Du point de vue purement musical, Alice in Chains est bien plus proche d’un hard rock métallisé versus Black Sabbath, que du grunge de Nirvana. Pourtant, le groupe hérite médiatiquement de cette labellisation. Autre « occasion » de passer sur le fil de l’information, la mort de Layne Staley, le premier chanteur du groupe. Lorsque Jerry Cantrell, guitariste mercuriel d’Alice in Chains, pourvoyeur d’accords carbonisés tout autant languissants que destructeurs, décide de relancer la machine, il titre son retour dans l’esprit où AC/DC titra le sien après la mort de Bon Scott. Back in Black pour ces derniers, un horizon moins sombre pour lui : Black Gives Way to Blue.

Black Gives Way To Blue

Remontons le temps …

Chapitre I – Layne Staley

Alice in chains

Le premier album d‘Alice In Chains, Facelift, sort en 1990, un an avant l’explosion « Smell Like Teen Spirit ». Heavy loud, peut-être un rien trop « long », alignant quelques chansons peux convaincantes, il est introduit par un titre prémonitoire, « We die young ». On y discerne déjà les stigmates caractéristiques d’une certaine musique, la « patte » du quatuor, ces saillies distordues tressées de plomb fondu sur lesquelles la voix désincarnée de Staley déverse ses blessures.

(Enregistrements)

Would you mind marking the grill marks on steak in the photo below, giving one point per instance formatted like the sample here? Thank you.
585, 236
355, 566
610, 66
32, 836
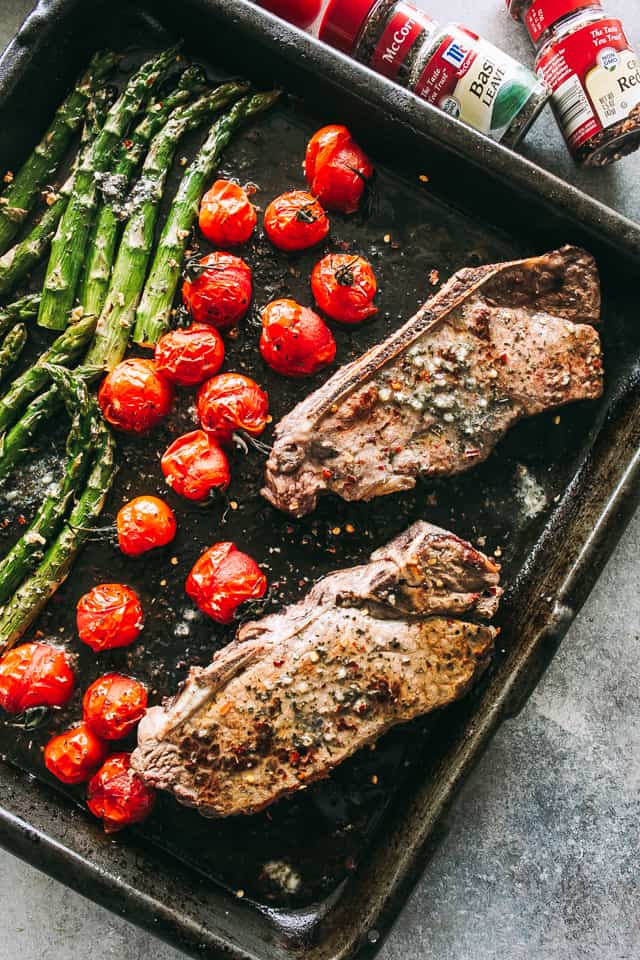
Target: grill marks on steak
497, 343
298, 692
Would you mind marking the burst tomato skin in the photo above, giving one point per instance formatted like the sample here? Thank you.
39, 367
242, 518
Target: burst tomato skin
337, 169
232, 402
295, 341
117, 795
113, 705
295, 221
344, 287
227, 216
135, 397
75, 755
109, 616
194, 465
221, 293
190, 355
34, 675
144, 524
223, 578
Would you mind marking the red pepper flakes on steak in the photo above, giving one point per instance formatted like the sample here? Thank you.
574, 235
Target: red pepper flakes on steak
298, 692
495, 344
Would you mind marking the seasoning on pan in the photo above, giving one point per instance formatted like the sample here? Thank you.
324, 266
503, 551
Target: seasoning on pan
593, 72
451, 67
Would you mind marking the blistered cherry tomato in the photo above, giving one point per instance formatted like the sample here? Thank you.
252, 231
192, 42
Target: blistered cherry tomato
295, 221
221, 291
227, 216
295, 341
34, 675
344, 287
232, 402
337, 169
135, 397
109, 616
223, 578
75, 755
189, 355
300, 12
194, 465
144, 524
113, 705
117, 795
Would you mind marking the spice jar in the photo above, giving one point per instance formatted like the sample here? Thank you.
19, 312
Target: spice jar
450, 67
593, 72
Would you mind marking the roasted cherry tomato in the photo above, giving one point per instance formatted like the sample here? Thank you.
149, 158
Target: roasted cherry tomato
344, 287
143, 524
294, 340
300, 12
194, 465
221, 291
337, 169
117, 795
227, 216
295, 221
223, 578
190, 355
34, 675
113, 705
232, 402
109, 616
75, 755
135, 397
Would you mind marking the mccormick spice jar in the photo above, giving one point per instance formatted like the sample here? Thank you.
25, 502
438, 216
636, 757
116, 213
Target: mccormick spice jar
451, 67
593, 72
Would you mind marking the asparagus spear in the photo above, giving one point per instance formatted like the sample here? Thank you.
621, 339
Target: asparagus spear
33, 594
69, 245
20, 259
66, 348
17, 442
29, 549
118, 314
97, 266
12, 347
152, 317
23, 309
42, 163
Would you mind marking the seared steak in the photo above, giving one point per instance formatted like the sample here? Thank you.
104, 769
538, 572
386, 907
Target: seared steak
299, 691
497, 343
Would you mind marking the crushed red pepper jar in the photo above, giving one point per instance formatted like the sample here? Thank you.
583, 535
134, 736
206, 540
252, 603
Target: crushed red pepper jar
593, 72
449, 66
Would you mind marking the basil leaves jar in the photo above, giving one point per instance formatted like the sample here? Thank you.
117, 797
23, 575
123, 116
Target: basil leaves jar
450, 66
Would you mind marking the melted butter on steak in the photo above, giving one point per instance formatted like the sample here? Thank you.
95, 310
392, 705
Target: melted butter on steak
299, 691
496, 344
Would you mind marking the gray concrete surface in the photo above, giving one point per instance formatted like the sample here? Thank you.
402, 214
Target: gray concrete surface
542, 858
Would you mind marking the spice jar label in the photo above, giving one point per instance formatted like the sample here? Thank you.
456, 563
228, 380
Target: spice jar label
542, 14
595, 78
472, 80
400, 34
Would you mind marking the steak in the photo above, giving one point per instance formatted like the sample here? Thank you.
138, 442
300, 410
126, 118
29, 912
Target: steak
497, 343
298, 692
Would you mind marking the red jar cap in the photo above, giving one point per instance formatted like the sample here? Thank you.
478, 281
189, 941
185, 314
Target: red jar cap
343, 21
543, 14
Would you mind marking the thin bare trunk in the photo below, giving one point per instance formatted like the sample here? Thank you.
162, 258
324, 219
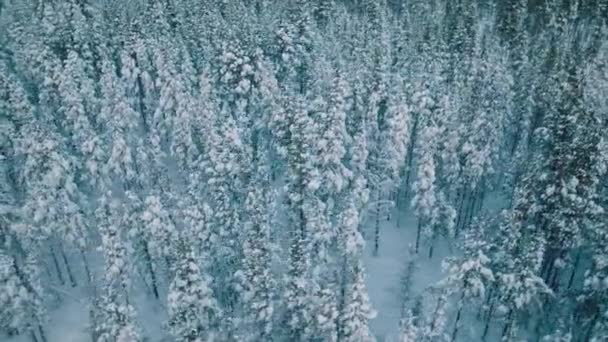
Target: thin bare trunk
56, 264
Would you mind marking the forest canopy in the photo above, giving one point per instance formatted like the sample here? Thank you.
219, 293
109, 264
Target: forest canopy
264, 170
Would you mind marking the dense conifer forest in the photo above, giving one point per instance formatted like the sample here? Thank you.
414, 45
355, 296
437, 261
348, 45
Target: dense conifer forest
321, 170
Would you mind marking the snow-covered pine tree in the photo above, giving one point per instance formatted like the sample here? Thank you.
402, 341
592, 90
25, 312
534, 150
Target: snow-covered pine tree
193, 313
115, 319
258, 285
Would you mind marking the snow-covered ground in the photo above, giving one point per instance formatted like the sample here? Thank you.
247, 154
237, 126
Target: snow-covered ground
68, 322
384, 272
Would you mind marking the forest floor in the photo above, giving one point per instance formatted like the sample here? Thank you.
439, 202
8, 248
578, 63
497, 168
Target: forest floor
68, 321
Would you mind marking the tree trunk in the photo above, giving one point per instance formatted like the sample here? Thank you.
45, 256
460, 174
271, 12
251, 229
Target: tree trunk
455, 331
57, 268
42, 334
87, 269
460, 208
507, 327
148, 261
33, 336
418, 235
486, 328
577, 259
377, 227
67, 265
410, 159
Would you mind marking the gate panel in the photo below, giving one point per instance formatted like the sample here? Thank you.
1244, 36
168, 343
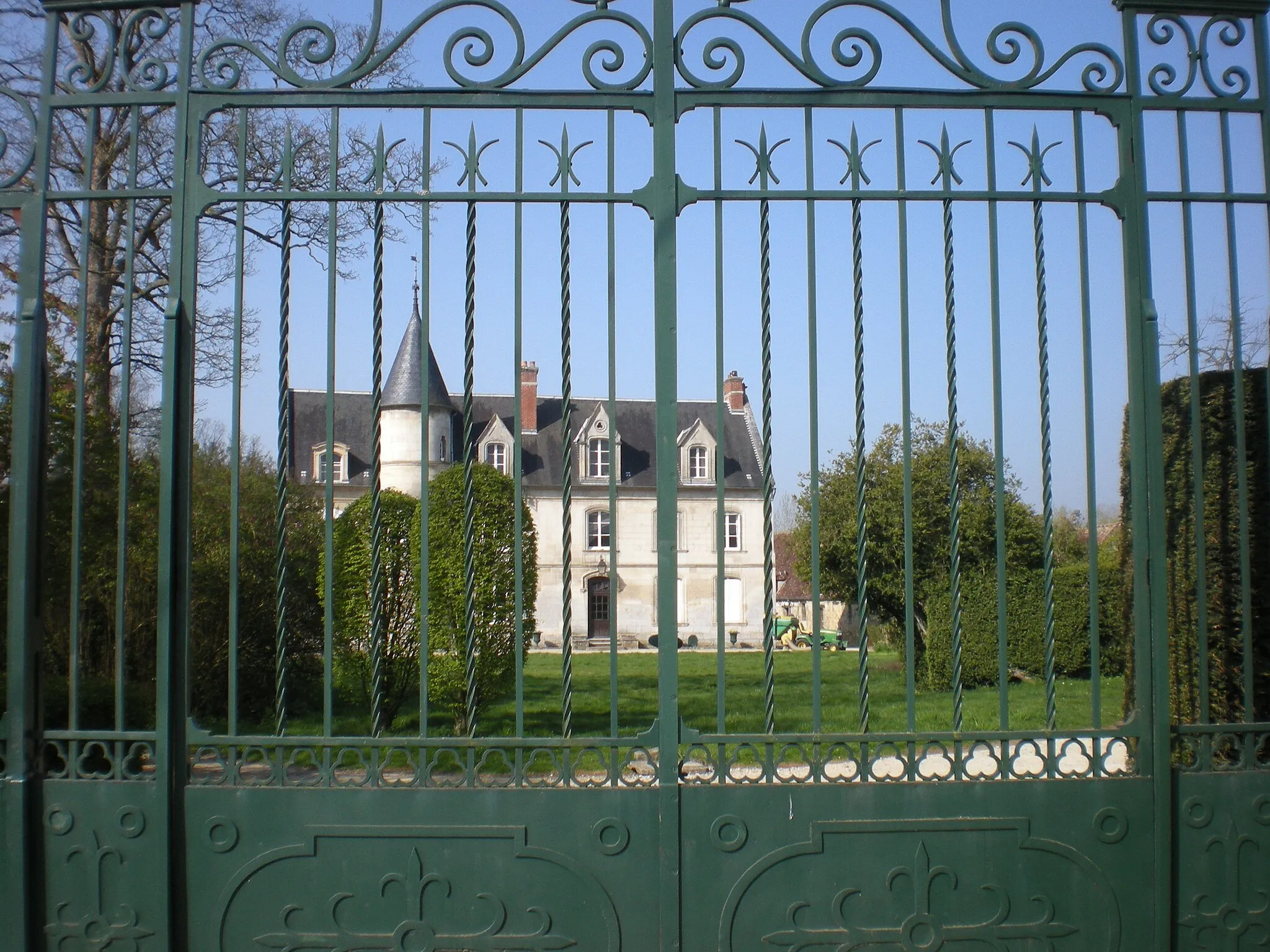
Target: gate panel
520, 870
205, 747
850, 867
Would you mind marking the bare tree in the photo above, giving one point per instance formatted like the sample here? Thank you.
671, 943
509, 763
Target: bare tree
1214, 339
110, 148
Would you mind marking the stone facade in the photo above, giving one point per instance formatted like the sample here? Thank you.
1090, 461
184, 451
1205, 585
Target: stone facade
626, 596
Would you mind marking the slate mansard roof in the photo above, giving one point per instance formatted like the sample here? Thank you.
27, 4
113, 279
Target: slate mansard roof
543, 451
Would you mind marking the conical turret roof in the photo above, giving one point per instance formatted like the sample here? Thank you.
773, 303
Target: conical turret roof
402, 390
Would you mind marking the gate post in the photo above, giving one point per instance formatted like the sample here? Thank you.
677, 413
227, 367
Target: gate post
666, 325
1147, 466
1151, 633
174, 505
23, 881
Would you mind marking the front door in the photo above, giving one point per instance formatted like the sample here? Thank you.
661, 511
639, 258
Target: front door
597, 607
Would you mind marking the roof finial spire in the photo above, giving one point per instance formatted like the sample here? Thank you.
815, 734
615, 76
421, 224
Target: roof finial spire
415, 259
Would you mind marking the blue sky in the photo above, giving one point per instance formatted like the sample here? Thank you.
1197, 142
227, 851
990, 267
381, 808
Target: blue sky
905, 64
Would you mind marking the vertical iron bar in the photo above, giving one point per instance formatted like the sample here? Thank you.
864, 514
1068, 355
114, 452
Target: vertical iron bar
469, 461
518, 430
721, 512
858, 280
329, 575
615, 464
280, 599
121, 571
954, 439
998, 427
424, 282
765, 289
81, 423
1241, 439
236, 421
172, 655
1090, 459
379, 632
567, 489
1047, 475
666, 209
22, 816
907, 410
813, 425
1197, 423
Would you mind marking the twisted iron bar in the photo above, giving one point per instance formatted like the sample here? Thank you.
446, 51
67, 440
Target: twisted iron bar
1047, 475
954, 482
765, 250
567, 491
861, 511
469, 490
218, 66
280, 604
1104, 75
378, 593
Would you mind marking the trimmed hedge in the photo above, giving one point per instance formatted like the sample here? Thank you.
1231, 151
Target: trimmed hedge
1223, 583
1025, 625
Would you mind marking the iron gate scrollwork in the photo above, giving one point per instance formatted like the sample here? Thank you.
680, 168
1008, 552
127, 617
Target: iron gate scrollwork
1010, 213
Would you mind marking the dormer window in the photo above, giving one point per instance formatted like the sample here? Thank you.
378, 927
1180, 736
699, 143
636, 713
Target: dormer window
339, 467
597, 459
495, 455
698, 464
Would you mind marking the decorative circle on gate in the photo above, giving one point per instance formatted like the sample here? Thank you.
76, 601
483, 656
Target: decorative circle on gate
1197, 813
59, 819
1110, 824
729, 833
221, 834
133, 822
1261, 810
613, 835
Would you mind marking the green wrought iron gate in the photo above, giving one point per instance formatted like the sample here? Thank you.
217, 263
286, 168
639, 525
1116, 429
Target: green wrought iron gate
708, 826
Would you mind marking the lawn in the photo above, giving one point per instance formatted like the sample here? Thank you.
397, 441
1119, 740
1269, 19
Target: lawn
744, 683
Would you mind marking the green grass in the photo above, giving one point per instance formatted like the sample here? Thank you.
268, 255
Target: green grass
637, 694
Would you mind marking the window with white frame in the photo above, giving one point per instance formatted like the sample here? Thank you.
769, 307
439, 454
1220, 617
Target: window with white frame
495, 455
339, 469
597, 459
698, 464
598, 534
733, 609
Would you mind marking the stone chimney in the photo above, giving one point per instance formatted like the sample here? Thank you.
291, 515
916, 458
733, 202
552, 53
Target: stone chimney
530, 398
734, 392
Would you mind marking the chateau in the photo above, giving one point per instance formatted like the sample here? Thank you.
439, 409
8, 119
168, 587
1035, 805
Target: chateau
601, 598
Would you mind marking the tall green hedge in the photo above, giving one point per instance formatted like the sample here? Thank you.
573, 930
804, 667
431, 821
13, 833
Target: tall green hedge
1025, 625
1222, 540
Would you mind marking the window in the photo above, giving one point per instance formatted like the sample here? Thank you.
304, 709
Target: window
733, 609
598, 530
698, 467
597, 460
495, 455
338, 470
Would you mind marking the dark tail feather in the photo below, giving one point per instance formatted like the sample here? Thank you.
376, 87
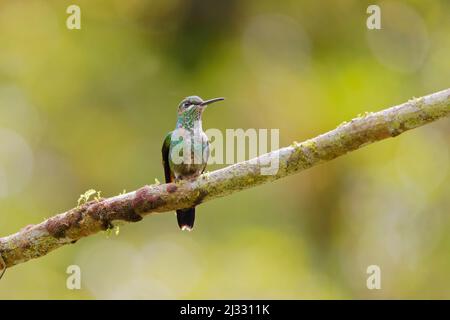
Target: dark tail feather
186, 218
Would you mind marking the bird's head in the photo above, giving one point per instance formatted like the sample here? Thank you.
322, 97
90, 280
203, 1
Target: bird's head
193, 106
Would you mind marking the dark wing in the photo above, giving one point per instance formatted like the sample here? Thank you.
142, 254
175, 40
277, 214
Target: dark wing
165, 153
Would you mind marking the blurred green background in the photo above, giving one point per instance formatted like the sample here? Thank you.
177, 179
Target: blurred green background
89, 108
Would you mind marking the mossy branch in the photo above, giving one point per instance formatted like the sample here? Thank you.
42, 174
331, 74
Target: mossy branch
35, 241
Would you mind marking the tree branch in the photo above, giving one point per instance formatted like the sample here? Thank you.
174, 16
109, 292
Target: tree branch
36, 241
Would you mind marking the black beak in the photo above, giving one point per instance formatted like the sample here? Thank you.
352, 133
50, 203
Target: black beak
204, 103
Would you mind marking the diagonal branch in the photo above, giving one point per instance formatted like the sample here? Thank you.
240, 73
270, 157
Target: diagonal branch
37, 240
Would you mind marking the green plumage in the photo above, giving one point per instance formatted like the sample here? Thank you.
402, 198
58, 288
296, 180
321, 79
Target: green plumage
185, 150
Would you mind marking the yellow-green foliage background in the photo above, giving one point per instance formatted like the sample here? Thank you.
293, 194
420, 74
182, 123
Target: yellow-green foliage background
90, 108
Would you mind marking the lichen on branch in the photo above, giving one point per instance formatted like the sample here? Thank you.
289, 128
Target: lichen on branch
90, 217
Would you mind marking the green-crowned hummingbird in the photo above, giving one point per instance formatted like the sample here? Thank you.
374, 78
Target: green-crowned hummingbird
185, 150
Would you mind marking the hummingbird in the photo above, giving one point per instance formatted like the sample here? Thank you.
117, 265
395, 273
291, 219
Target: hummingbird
185, 150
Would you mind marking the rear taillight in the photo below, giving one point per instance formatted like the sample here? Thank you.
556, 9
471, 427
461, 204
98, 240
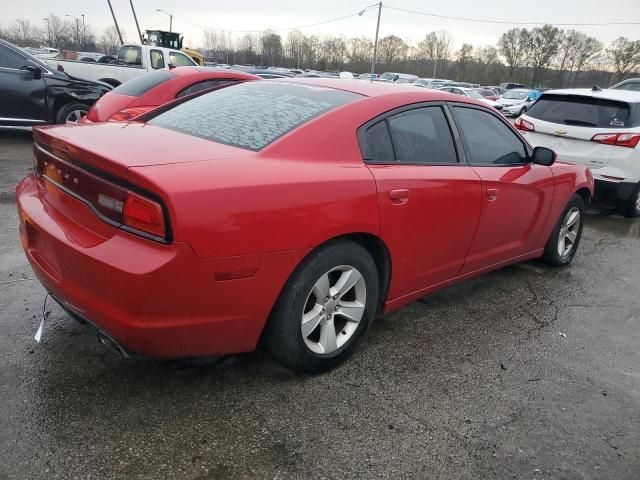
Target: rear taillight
129, 113
629, 140
111, 199
524, 125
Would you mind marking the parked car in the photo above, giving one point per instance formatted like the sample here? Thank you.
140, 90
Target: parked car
517, 101
396, 77
471, 93
629, 84
144, 93
488, 93
219, 222
511, 85
599, 129
132, 61
33, 94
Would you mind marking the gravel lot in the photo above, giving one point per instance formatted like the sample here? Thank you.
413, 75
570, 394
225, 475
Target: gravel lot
527, 373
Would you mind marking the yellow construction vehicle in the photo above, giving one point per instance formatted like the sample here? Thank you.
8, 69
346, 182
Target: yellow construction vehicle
160, 38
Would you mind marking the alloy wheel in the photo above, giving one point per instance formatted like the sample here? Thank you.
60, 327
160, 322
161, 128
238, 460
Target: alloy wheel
333, 310
569, 232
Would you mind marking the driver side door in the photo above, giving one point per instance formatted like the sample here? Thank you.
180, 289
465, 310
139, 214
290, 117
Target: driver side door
516, 193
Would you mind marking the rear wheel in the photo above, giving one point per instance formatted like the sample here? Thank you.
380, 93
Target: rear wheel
325, 308
631, 206
564, 241
71, 112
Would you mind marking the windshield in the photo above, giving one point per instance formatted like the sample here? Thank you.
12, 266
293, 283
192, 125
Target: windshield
515, 95
252, 115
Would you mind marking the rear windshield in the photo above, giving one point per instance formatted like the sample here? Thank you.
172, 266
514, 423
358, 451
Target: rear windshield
581, 111
252, 115
142, 84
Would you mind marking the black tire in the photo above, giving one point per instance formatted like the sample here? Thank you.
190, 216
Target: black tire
552, 255
283, 336
631, 207
66, 110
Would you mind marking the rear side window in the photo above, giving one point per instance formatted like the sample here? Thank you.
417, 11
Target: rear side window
140, 85
581, 111
130, 55
157, 59
253, 114
422, 135
487, 140
196, 87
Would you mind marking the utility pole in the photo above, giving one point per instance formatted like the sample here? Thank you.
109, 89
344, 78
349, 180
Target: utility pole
115, 22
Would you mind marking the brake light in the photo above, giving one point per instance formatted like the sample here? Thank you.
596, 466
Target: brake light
129, 113
143, 214
629, 140
112, 201
524, 125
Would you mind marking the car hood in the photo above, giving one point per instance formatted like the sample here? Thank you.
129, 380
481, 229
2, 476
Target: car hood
116, 146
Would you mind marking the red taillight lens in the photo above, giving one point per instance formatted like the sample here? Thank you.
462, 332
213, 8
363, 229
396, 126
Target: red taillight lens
129, 113
109, 198
524, 125
144, 215
629, 140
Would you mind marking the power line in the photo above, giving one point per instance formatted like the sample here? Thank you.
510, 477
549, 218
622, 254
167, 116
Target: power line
504, 22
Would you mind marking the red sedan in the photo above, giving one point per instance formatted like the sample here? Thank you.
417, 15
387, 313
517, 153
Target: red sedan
146, 92
291, 212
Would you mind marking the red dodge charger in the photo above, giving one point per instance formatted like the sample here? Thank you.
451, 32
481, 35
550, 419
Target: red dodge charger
286, 212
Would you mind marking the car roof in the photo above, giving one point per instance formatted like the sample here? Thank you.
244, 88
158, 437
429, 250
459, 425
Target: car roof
605, 94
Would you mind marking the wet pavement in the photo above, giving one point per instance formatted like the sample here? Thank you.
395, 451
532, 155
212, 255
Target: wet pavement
526, 373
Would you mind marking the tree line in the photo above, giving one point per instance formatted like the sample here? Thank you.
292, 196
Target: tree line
543, 56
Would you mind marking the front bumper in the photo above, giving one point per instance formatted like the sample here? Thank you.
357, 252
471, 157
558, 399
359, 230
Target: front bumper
615, 191
152, 299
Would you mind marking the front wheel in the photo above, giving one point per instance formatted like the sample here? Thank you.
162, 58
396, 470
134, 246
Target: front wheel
325, 308
631, 206
564, 241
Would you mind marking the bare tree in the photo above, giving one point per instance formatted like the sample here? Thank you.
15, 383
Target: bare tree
513, 46
624, 55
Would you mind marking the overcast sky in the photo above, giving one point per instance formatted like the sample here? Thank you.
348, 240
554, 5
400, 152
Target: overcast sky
281, 14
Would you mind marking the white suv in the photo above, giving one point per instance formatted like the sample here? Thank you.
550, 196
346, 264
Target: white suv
596, 128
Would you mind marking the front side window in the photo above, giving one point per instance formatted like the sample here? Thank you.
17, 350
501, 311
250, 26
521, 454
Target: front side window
422, 135
253, 114
10, 59
487, 140
179, 60
157, 59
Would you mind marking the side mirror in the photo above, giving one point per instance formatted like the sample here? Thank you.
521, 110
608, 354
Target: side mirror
33, 69
543, 156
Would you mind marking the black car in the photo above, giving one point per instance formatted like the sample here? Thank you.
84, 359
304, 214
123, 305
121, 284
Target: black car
34, 94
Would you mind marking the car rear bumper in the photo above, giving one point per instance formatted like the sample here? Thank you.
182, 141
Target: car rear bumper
151, 299
611, 190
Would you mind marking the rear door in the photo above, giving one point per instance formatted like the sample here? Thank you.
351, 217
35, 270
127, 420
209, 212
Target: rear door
429, 201
516, 194
567, 123
23, 99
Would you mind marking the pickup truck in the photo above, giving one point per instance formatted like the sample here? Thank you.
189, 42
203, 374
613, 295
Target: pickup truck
132, 60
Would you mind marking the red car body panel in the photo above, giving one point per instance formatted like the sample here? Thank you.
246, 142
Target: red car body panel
242, 221
113, 102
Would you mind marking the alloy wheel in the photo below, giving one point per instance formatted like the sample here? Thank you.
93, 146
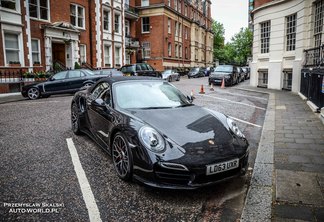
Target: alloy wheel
121, 157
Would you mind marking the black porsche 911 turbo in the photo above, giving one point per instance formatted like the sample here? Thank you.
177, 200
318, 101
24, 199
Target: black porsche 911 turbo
156, 136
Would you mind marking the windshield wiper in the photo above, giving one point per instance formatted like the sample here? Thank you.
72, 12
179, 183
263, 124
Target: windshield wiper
184, 105
157, 107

Consignes:
**a)** Renvoyez tel quel, s'il vous plaît, le passage de l'extrait sur Alice in Chains qui commence aux mots « Du point de » et s'arrête après « Way to Blue. ».
**b)** Expliquez en une à trois phrases, d'après l'extrait sur Alice in Chains, dans quel esprit Jerry Cantrell intitule l'album du retour du groupe Black Gives Way to Blue.
**c)** Selon l'extrait sur Alice in Chains, en quelle année sort l'album Facelift ?
Les items constituent un matériau à part, indépendant de l'extrait.

Jeu de réponses:
**a)**
Du point de vue purement musical, Alice in Chains est bien plus proche d’un hard rock métallisé versus Black Sabbath, que du grunge de Nirvana. Pourtant, le groupe hérite médiatiquement de cette labellisation. Autre « occasion » de passer sur le fil de l’information, la mort de Layne Staley, le premier chanteur du groupe. Lorsque Jerry Cantrell, guitariste mercuriel d’Alice in Chains, pourvoyeur d’accords carbonisés tout autant languissants que destructeurs, décide de relancer la machine, il titre son retour dans l’esprit où AC/DC titra le sien après la mort de Bon Scott. Back in Black pour ces derniers, un horizon moins sombre pour lui : Black Gives Way to Blue.

**b)** Après la mort de Layne Staley, le premier chanteur, Cantrell intitule ce retour dans l'esprit où AC/DC avait intitulé le sien, Back in Black, après la mort de Bon Scott. Il y ouvre toutefois un horizon moins sombre : Black Gives Way to Blue.

**c)** En 1990.